* **Interviewtext**

Mike: Er liebte die Touren und hing teilweise öfter nach einem Gig vor der Bühne, als im Backstage – die Fans waren sein persönlicher Ausstieg von allem schlechten, er machte es sich zur Bestimmung, andere glücklich zu machen. Die Aufmerksamkeit der Fans hat er voll verdient.
Gringoz: Kommen wir doch zum Nachruf von Oli in Form eures aktuellen Albums Victim of the New Disease – wie fühlt es sich an, diese Platte endlich im Laden stehen zu haben?
Mike: Sehr gut – die Tage und Wochen davor war es komisch, die letzte Platte zusammen mit Oli bereits zu kennen, obwohl diese noch nicht wirklich da ist für die große Masse. Das war bis dahin so unwirklich. Auch fingen die ganzen Vorbereitungen für die Tour eine Woche vorher erst an wodurch wir ziemlich lange aus diesem Bandalltag draußen waren um für uns selbst zu sein. Das tat gut, aber wir sind wie gesagt froh genau hier zu sein.
Gringoz: Wie klingt die aktuelle Platte speziell für dich?
Mike: Das ist immer eine sehr schwere Frage. Ich denke sie klingt genau wie erhofft – für Fans haben wir hoffentlich eine gute Mitte gefunden, zwischen unserer gesamten Diskographie, da gerade die letzten Platten etwas ruhiger wurden.
Gringoz: Was ist dein persönliches Highlight auf der Platte?
Mike: Eindeutig der Song Wasteland – er hat einfach diese Oldschool Touch und stammt zudem aus meiner Feder, daher hab ich natürlich eine spezielle Bindung zu diesem Song – auch live ist das aktuell denke ich der Part der Show, wo ich am meisten in Aktion bin.
Gringoz: Du bist also der Kerl für di härteren Sachen in der Band?
Mike: Nein zum Glück nicht (lacht). Ich glaube wir können es durchaus als Stärke bei uns aufzählen, dass jeder mal ruhigere oder lautere Aspekte in der Musik beiträgt, da kommt nie Langeweile auf.
Gringoz: Das heißt das nächste Album könnte wieder in eine komplett andere Richtung gehen?
Mike: Ausschließen kann man das Gott sei Dank nicht.
Gringoz: Wie wäre es mal mit Folk Einflüssen?
Mike: Ich glaube das wäre neben Ska Punk das Genre, welches am wenigsten zu uns passt (lacht). Wir werden es sehen. Wir experimentieren auch aktuell viel mit unseren bestehenden Songs in einer Akustik Version herum, vielleicht hört man da in nächster Zeit noch etwas von uns, wer weiß.
Gringoz: Das macht uns fast Angst, aber eine Akustik Version von eurem Hit This Calling wäre bei uns sofort in der aktuellen Playlist auf Dauerschleife!

* **Gegebene Datensätze**
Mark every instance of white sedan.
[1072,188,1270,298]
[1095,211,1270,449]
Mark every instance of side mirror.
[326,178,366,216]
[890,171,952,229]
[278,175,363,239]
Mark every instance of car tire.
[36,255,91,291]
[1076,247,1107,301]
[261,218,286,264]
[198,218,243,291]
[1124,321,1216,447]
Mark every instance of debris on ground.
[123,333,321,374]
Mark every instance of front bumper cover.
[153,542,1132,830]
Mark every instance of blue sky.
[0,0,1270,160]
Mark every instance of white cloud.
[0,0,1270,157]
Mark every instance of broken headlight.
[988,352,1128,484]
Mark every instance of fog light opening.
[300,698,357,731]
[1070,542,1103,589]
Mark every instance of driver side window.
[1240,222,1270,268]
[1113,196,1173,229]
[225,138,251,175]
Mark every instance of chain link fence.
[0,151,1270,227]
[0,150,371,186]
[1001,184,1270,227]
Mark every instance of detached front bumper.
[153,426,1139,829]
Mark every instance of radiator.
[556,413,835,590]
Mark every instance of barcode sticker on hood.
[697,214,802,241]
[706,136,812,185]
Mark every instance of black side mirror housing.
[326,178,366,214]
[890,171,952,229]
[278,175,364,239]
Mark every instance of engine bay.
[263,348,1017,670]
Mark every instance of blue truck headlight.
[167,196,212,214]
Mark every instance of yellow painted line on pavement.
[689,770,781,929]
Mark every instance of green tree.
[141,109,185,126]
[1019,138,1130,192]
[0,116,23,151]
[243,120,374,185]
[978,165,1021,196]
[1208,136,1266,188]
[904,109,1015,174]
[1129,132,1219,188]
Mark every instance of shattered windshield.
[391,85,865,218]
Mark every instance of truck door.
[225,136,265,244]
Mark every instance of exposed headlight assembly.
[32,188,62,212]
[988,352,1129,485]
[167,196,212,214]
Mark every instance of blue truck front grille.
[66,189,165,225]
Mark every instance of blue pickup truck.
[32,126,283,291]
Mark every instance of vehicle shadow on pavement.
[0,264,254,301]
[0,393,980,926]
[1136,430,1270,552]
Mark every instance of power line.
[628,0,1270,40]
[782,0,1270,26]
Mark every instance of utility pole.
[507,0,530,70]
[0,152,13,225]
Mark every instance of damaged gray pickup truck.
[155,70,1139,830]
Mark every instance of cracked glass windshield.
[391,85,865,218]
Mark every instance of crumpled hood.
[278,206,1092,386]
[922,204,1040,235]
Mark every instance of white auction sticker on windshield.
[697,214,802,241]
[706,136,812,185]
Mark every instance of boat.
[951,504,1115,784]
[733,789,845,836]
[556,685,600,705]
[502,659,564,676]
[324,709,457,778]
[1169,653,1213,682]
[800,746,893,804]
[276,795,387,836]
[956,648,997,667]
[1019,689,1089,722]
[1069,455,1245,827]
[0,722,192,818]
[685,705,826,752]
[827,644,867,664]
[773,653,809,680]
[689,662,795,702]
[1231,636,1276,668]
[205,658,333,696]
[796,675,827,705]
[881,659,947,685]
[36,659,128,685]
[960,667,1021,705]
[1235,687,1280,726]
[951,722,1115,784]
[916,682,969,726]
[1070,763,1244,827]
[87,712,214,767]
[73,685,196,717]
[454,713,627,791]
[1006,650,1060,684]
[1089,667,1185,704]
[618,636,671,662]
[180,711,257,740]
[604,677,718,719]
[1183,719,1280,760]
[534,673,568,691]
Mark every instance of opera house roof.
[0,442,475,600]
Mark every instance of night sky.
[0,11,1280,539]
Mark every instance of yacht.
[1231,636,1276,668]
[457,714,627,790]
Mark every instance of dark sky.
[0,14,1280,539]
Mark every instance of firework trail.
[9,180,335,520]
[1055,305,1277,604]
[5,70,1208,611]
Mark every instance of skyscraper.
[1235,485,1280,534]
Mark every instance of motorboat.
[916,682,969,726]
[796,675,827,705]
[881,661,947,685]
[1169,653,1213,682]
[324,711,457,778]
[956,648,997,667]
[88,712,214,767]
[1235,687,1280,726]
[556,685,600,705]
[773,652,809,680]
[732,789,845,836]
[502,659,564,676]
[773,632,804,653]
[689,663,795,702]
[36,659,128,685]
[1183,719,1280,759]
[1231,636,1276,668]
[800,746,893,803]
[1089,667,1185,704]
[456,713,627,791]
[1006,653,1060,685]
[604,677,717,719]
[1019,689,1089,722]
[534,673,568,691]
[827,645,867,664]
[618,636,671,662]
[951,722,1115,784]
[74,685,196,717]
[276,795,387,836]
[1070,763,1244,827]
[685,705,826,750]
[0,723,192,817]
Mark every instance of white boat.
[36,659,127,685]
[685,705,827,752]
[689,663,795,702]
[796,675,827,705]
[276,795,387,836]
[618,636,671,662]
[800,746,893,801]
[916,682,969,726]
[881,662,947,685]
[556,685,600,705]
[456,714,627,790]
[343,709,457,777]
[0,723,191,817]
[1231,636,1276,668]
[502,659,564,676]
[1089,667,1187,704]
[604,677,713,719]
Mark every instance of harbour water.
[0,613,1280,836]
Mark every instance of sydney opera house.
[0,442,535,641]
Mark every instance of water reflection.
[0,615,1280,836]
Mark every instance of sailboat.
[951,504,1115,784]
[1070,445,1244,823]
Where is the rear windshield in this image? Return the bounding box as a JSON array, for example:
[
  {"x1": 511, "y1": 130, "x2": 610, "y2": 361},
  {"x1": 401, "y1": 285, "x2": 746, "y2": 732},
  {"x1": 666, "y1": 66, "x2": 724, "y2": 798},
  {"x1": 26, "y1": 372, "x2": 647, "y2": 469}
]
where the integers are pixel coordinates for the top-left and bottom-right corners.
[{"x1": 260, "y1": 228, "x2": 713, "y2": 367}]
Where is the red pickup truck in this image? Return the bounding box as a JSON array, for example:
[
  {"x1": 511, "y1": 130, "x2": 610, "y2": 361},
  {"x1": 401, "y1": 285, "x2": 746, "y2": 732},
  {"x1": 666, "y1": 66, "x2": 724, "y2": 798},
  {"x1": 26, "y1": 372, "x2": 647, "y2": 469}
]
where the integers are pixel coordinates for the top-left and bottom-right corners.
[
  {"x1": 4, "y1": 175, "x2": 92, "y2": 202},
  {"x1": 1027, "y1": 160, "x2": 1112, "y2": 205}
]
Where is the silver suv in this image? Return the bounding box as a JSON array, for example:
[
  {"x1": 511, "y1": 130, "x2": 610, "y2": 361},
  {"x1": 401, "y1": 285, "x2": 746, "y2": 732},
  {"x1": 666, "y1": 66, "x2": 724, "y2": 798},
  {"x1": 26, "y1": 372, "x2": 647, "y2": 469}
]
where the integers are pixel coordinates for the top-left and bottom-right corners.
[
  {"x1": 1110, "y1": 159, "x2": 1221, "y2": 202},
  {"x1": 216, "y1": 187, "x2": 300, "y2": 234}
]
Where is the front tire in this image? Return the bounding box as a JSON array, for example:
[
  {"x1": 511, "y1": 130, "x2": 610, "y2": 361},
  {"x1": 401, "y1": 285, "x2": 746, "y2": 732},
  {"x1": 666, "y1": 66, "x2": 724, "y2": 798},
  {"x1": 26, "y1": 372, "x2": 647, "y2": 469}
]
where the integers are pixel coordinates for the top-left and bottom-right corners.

* **Aufgabe 1**
Beantworte diese Fragen zum Interviewtext:
(a) Wie heißt das aktuelle Album der Band?
(b) Welchen Song nennt Mike als sein persönliches Highlight auf der Platte?
(c) Welches Genre passt laut Mike neben Folk am wenigsten zur Band?
* **Aufgabe 2**
Schreibe den Interviewtext nach der letzten Äußerung von Gringoz weiter.
Die Datensätze haben mit dem Interviewtext nichts zu tun.

* **Antwort 1**
(a) Victim of the New Disease
(b) Wasteland
(c) Ska Punk

* **Antwort 2**
Mike: Und genau so muss es sein! Alles in Genres zu verpacken oder als Soft / Heavy abzutun ist absoluter Schwachsinn. Viele Bands haben mit solchen Stempeln zu kämpfen und Alben werden oft in Kapiteln betrachtet – bestes Beispiel hierzu ist Metallica mit St. Anger – das Album war wirklich gut, wird aber heute als negativ eingestuft wegen der komplizierten Bandsituation damals – dabei geht’s hier um die Musik.
Gringoz: Ein aktuelles Beispiel hierzu wären ja die musikalischen Kollegen von As I Lay Dying – wie stehst du dazu?
Mike: Kaum einer will seine Meinung dazu sagen, weil man so oder so verloren hat. Entweder stichst du den Menschen in den Rücken, mit denen du so manche Shows und Abende schon gespielt hast oder aber du hast ein total beschissenes Weltbild – so sehen es die Leute da draußen. Ich persönlich bin immer für den Weg der Vergebung und höre dort auf meinen Instinkt – wenn ich jemanden sehe, der seine Taten bereut, aber offen dazu steht und sich anprangern lässt, dann denke ich, dass dieser Mensch wirklich Buße tut und das bereut – dadurch sollte man auch Vergebung erfahren. Jeder macht Fehler und bittet irgendwann um Vergebung.
Gringoz: Wie sieht es denn für das restliche Jahr 2019 aus?
Mike: Das sieht alles ziemlich nach Alltag aus, wir spielen direkt zwei verschiedene Touren hintereinander in Amerika um anschließend Festivals im Sommer zu bespielen. Dahingehend sind wir schnell wieder im Sattel und machen genau das, was andere Bands auch tun.
Gringoz: Gibt es dort auch Aussichten auf Festivals in Europa?
Mike: Leider nicht – aktuell kann man dazu auch noch nicht viel sagen, aber vielleicht bringt der Herbst uns ja nochmal hier rüber.